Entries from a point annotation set

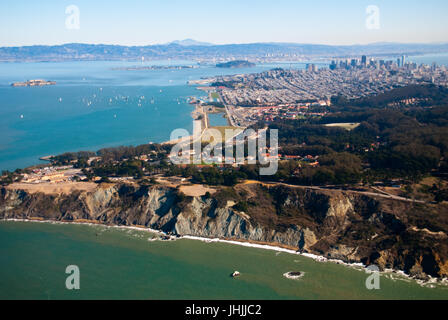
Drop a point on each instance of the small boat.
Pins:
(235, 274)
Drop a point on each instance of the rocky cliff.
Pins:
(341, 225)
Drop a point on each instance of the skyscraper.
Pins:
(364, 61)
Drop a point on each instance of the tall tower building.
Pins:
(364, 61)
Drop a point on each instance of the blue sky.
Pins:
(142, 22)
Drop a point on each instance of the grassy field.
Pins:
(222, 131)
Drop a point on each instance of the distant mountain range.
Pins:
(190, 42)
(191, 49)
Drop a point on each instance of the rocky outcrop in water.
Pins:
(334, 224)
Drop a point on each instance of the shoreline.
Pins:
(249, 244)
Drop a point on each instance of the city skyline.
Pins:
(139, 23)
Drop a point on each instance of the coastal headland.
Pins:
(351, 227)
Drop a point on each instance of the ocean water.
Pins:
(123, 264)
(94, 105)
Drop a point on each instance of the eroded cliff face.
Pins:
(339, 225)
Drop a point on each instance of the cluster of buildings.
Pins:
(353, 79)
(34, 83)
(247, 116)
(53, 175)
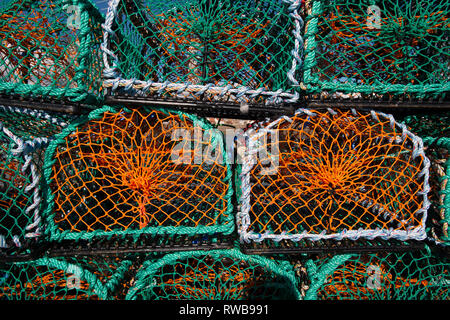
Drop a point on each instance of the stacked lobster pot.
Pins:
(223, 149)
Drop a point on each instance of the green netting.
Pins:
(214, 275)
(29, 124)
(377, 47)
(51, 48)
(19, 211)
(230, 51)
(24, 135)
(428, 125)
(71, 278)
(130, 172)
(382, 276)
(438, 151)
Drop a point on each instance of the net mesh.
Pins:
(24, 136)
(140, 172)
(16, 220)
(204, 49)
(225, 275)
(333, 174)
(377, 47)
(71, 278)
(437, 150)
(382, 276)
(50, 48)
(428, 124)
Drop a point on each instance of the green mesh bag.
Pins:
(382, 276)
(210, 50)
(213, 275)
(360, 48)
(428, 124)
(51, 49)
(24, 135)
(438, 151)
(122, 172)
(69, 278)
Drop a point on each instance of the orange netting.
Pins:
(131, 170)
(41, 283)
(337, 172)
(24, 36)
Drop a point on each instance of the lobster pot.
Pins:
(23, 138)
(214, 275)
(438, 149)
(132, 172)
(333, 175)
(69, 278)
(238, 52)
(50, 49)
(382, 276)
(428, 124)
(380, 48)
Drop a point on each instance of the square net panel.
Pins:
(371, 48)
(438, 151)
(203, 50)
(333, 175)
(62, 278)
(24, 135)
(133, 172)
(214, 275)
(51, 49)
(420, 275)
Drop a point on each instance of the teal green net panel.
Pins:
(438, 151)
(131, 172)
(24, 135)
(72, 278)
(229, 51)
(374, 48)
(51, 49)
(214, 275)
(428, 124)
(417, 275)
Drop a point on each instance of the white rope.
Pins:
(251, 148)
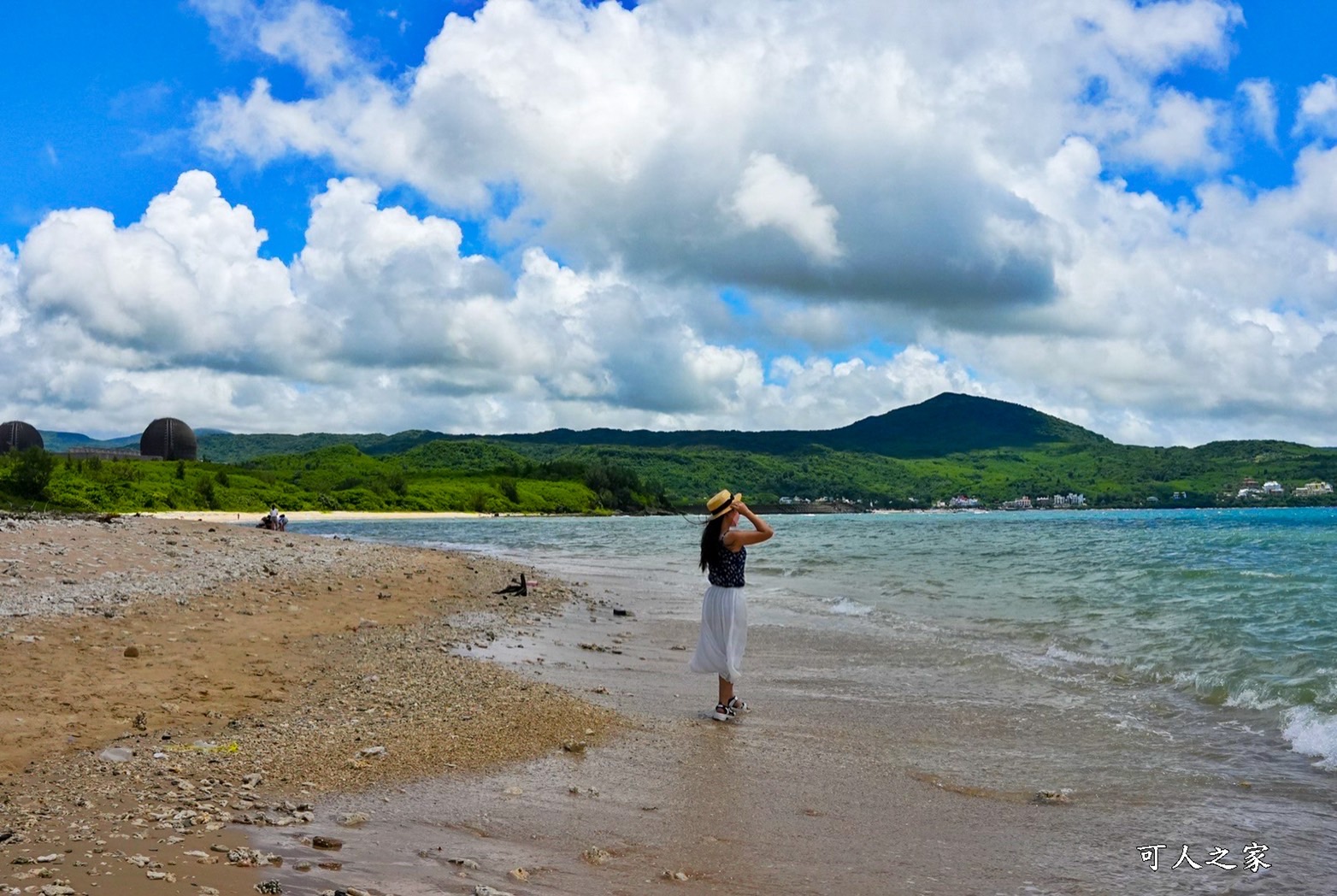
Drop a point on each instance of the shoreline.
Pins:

■ What the task asks: Without the pictures, copy the material exactly as given.

■ Answer to this task:
Drop a point on each instance of the small boat.
Pins:
(235, 274)
Drop a point on each instance of the rocky cliff.
Pins:
(341, 225)
Drop a point on each instance of the skyscraper.
Pins:
(364, 61)
Drop a point on each instance of the tall tower building.
Pins:
(364, 61)
Drop a point on each instance of the blue sky.
Pins:
(142, 22)
Drop a point on each instance of the grassy field.
Pins:
(222, 131)
Drop a point on each instance of the distant mountain range.
Pins:
(190, 42)
(191, 49)
Drop a point on each instance of the rocky outcrop in water.
Pins:
(334, 224)
Drop a point on each instance of the shoreline.
Pins:
(249, 244)
Drop a point on each instance of the city skyline.
Pins:
(139, 23)
Drop a point on each instance of the coastal headland.
Pins:
(351, 227)
Drop a point on each instance of the ocean water.
Pins:
(123, 264)
(94, 105)
Drop a point on each instance of the eroded cliff face.
Pins:
(339, 225)
Drop a point on each instance of the cluster of buildings.
Pins:
(353, 79)
(34, 83)
(247, 116)
(53, 175)
Drop a point on each instance of the stacked lobster pot.
Pins:
(223, 149)
Drop a point on each instance of the green netting.
Pins:
(214, 275)
(29, 124)
(377, 47)
(51, 48)
(19, 211)
(230, 51)
(24, 135)
(428, 125)
(71, 278)
(130, 172)
(382, 276)
(438, 151)
Drop a point on each instance of the net mesh.
Pins:
(24, 136)
(140, 172)
(16, 220)
(204, 49)
(225, 275)
(333, 174)
(377, 47)
(71, 278)
(437, 150)
(382, 276)
(50, 48)
(428, 124)
Drop a point on each instance of the green mesh bag.
Pins:
(382, 276)
(210, 50)
(213, 275)
(360, 48)
(428, 124)
(51, 49)
(24, 135)
(438, 151)
(122, 172)
(69, 278)
Drop a point on each instance of the orange netting.
Pins:
(131, 170)
(41, 283)
(337, 172)
(24, 36)
Drop a point on each instance of the lobster pot.
Pins:
(23, 138)
(214, 275)
(438, 149)
(132, 172)
(333, 175)
(69, 278)
(238, 52)
(50, 49)
(382, 276)
(428, 124)
(380, 48)
Drop a point on each instance of the square net panel.
Pins:
(371, 48)
(438, 151)
(203, 50)
(333, 175)
(62, 278)
(24, 135)
(133, 172)
(214, 275)
(51, 49)
(420, 275)
Drop a point on each instance of the teal green net panel.
Pins:
(438, 151)
(131, 172)
(24, 135)
(72, 278)
(229, 51)
(374, 48)
(51, 49)
(214, 275)
(428, 124)
(417, 275)
Drop a point on each instance of the white rope.
Pins:
(251, 148)
Drop a point on each instance of the shoreline.
Pins:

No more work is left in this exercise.